----- Source material

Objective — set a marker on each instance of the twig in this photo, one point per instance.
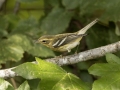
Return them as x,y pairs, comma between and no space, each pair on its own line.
71,59
17,7
86,55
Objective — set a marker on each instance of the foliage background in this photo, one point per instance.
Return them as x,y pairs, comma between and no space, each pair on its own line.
24,21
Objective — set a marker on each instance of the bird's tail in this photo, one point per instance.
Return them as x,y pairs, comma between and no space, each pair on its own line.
83,30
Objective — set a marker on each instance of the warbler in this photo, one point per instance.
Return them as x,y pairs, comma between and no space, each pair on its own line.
66,41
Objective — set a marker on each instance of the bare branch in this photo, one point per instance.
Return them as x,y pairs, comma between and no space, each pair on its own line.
71,59
86,55
17,7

----------

Give back every record precisely as it stands, without the images.

• [Output]:
Objective — set a marker on each instance of the twig in this photo, one point per instance.
Return them as x,y pairs, comma between and no space, each pair on its own line.
71,59
17,7
86,55
Objective — set a marker on each instance of the foliage background in this photo, one point per instance.
Return them as x,y pairs, comma between and no space, each pair on its own line.
24,21
Objective — set a marker on each instance of the bird's tail in this photo, one point per instance.
Return them as x,y pairs, comma between and no space, each pair on its own line.
83,30
Objective — set a marker on each instance of the warbler in this photo, one point per instance.
Return them as x,y pairs, comma between and no space, each pair on its own line.
66,41
Objective — set a marker on each instance of the bare branch in this photo, one point per instance.
Return them as x,y pairs, comma between and no space, each pair on its own line.
71,59
86,55
17,7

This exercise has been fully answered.